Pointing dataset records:
:::

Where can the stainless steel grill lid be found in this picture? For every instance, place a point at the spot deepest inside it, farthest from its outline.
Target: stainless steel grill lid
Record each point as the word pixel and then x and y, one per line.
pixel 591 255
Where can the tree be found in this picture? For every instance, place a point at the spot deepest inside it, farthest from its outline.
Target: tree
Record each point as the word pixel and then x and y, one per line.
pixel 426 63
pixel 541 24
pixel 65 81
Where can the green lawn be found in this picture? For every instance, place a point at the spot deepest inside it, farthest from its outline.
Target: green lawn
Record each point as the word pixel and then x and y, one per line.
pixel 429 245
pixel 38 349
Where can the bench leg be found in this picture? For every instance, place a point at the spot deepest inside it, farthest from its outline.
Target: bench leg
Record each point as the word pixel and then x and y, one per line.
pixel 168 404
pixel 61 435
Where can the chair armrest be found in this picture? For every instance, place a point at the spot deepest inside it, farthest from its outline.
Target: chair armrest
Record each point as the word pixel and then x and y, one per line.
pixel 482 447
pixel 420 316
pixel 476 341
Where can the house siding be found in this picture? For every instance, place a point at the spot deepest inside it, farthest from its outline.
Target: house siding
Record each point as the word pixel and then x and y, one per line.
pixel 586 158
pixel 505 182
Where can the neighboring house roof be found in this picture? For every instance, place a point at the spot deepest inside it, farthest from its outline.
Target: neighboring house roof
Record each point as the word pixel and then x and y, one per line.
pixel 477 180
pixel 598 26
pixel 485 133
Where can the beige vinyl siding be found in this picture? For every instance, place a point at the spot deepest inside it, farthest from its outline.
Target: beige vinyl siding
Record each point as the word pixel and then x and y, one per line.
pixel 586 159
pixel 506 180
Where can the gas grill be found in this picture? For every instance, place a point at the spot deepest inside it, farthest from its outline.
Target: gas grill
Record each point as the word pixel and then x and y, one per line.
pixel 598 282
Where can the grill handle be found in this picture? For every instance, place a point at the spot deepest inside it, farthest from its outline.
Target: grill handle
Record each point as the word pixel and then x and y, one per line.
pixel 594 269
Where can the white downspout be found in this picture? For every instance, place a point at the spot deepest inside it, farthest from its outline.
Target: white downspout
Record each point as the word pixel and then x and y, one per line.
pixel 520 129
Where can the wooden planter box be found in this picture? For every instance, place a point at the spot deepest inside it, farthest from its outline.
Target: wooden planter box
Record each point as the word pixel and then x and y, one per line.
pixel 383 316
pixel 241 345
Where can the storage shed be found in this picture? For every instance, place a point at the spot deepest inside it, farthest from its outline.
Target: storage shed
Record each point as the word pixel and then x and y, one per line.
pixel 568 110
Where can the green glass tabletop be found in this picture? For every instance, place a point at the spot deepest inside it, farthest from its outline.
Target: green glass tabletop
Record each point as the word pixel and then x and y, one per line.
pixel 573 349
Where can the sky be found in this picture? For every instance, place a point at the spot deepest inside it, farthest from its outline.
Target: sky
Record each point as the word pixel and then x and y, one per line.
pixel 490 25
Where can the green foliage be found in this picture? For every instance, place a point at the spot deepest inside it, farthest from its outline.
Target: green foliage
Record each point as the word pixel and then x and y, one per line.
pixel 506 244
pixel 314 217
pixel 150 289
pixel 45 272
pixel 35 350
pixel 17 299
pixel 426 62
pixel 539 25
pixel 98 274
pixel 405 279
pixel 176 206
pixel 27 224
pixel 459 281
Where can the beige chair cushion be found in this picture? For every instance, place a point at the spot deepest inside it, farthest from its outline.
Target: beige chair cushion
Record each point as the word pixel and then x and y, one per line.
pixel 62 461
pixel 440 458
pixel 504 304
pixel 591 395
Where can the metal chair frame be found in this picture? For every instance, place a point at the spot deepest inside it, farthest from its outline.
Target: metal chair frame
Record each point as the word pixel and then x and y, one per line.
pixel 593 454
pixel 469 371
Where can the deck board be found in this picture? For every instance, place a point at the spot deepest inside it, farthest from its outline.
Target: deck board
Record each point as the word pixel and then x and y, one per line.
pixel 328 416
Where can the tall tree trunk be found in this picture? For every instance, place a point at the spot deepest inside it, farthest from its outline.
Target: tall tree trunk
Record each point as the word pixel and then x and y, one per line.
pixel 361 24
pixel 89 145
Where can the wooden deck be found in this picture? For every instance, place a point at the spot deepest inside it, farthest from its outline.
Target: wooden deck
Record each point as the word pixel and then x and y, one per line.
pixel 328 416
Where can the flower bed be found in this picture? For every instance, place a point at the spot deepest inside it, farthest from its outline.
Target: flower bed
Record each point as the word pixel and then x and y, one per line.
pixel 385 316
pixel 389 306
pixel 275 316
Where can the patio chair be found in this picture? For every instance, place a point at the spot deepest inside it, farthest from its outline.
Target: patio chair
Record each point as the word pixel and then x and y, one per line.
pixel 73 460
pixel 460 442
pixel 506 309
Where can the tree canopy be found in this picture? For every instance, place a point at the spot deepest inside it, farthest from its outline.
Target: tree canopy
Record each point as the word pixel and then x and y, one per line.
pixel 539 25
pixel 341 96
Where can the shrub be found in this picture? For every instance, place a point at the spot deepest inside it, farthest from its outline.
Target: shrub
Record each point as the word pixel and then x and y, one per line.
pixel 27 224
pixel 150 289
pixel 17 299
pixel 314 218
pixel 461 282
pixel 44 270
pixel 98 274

:::

Render all the records above as a two-column CSV with the columns record_text and answer and one row per record. Put each value in a single quoted field, with its line breaks replaced by spaces.

◆ EXERCISE RESULT ◆
record_text,answer
"Where can the stainless steel grill lid be found in this picture? For every instance, place a point at the spot deepest inside it, farthest from its outline. Target: stainless steel grill lid Record each point as the word pixel and then x and y, one per line.","pixel 591 255"
"Where can the tree be found in this picture? For every instance, place a point at the spot deepest inside it, farthest from its outline. Target: tree Record each point as the word pixel and then x and y, one per line.","pixel 426 63 pixel 541 24 pixel 65 81"
"Where can the green lawn be found in this picture? For every instance, place a point at the spot deepest inside it, farthest from its outline. Target: green lawn Record each point as the word pixel and then x and y, one per line.","pixel 429 245 pixel 38 349"
"Where can the bench leg be found in this picture? For every instance, place a point at the spot deepest inside it, farthest from its outline. Target: bench leg Record each point as the word pixel and then x and y, one per line.","pixel 168 404 pixel 61 435"
"Where can the chair armrest be found in this picture? For every instance, place a point at the spot deepest inside it, farthest from its outline. Target: chair armrest Record each point as the word pixel and then x and y, one per line.","pixel 482 447 pixel 420 316 pixel 476 341"
"Where can the house siding be found in this picture? For every instance, place a point at the spot deepest inside it, farthest from its outline. Target: house siding Record each point as the word pixel and then x and y, one per line.","pixel 586 158 pixel 505 182"
"Where can the neighboring house roof be found in this picture? For every instance, place a point at the spot deepest inside it, farthest from its outline. Target: neighboring house roof Record each point as the word pixel and then x and y, one per line.","pixel 477 180 pixel 598 26 pixel 485 133"
"Where can the beige vinyl siding be found in this picture? For every instance, place a point at the spot deepest inside it, farthest from its outline. Target: beige vinyl siding Record each point as the word pixel and then x and y, one per line.","pixel 586 159 pixel 506 180"
"Where can the gas grill be found in this picture? For every instance, place a point at the spot deepest inside it, farthest from its outline. Target: gas grill Record each point as the word pixel and then x and y, one per line.","pixel 598 282"
"Where can the grill handle be found in this picture? For every instance, place a point at the spot deepest inside it, farthest from its outline. Target: grill handle Record each point as the word pixel and then x and y, one per line.","pixel 594 269"
"Where can the white downspout be found in this picture? For every instance, place a point at the spot deepest inside it, farthest from its outline. Target: white downspout Record each point as the word pixel and then x and y, one per line.","pixel 520 129"
"Where can the wooden planter box be found in this picture? For every instance, place a point at the spot deepest inside it, farthest from its outline. Target: wooden planter box Record each point as the word pixel and then x and y, one per line.","pixel 383 316 pixel 241 345"
"Where can the storage shed be found in this picture? For every instance, place a point at the spot deepest inside it, farthest from its outline. Target: storage shed Record each point as the word pixel and then x and y, one per line.","pixel 568 110"
"Where can the green glass tabletop be found in this picture? For every instance, place a point at the spot deepest inside it, farthest from its outline. Target: green glass tabletop Record each point as the word pixel and then x and y, one per line.","pixel 573 349"
"Where can the sky be found in this picture? For every instance, place a point at the spot deepest inside it, farthest from its outline. Target: sky Record each point as the word pixel and then x and y, one per line.","pixel 490 25"
"Where can the green foliage be found in this picture? For every instance, place a point at the spot deepest inside it, farthest from its outline. Target: green foliage Record each point as the word pixel and then x and y, one per line.","pixel 506 244 pixel 314 217 pixel 150 289 pixel 45 272 pixel 35 350 pixel 17 299 pixel 426 62 pixel 539 25 pixel 98 274 pixel 405 279 pixel 176 206 pixel 27 224 pixel 459 281"
"Where can the beige chair cushion be found in this picture? For every instance, place a point at the spot deepest inside it, farthest from its outline. Target: beige chair cushion Record each point as the word pixel and then x and y, one per line.","pixel 62 461 pixel 440 458 pixel 504 304 pixel 591 395"
"Where can the metal chair frame be found in this picture? For every instance, place a point at the spot deepest inside it, farthest from its outline. Target: metal chair frame Record each point as the word pixel and then x and y, one per line.","pixel 593 454 pixel 469 371"
"Where can the deck board be found in this picture? For every instance, place a point at the spot deepest inside it, farthest from its outline. Target: deck board Record each point as the word pixel and then x and y, one per line.","pixel 328 416"
"Where can the tall tree trunk be found in this picture? For every instance, place a point at the spot deepest inside it, farthest from its outline. Target: tall tree trunk Record each point as the word pixel and then x and y, one per line.","pixel 361 24 pixel 89 145"
"Where can the wooden deck be found in this picture? For every instance, place a point at the spot deepest inside it, farthest from its outline. Target: wooden deck Record each point as the word pixel and then x and y, one per line.","pixel 328 416"
"Where can the flower bed be found in this picture? For every instance, place a point at the spot deepest inside it, farthest from its outline. Target: flower bed Record each point as the word pixel and then x and y, one per line.","pixel 385 316 pixel 389 306 pixel 275 316"
"Where can the patio chair be found in this picture? For every instance, place a point at the spot deepest inside it, farthest from its outline. Target: patio chair Record each point as the word pixel and then x and y, one per line.","pixel 73 460 pixel 460 442 pixel 506 309"
"Where can the tree canopy be found in this picture? For every instance, place a point at the spot deepest inside it, farthest from its outline. Target: tree canopy Record each point as the word pixel and then x and y, one per line.","pixel 539 25 pixel 341 96"
"Where can the shrub be found in this picture? For every instance, place a point at the spot deepest inside it, farthest from its outline. Target: shrub Record each point as the word pixel and then x and y, one per line.","pixel 27 224 pixel 150 289 pixel 17 299 pixel 314 218 pixel 461 282 pixel 44 270 pixel 98 274"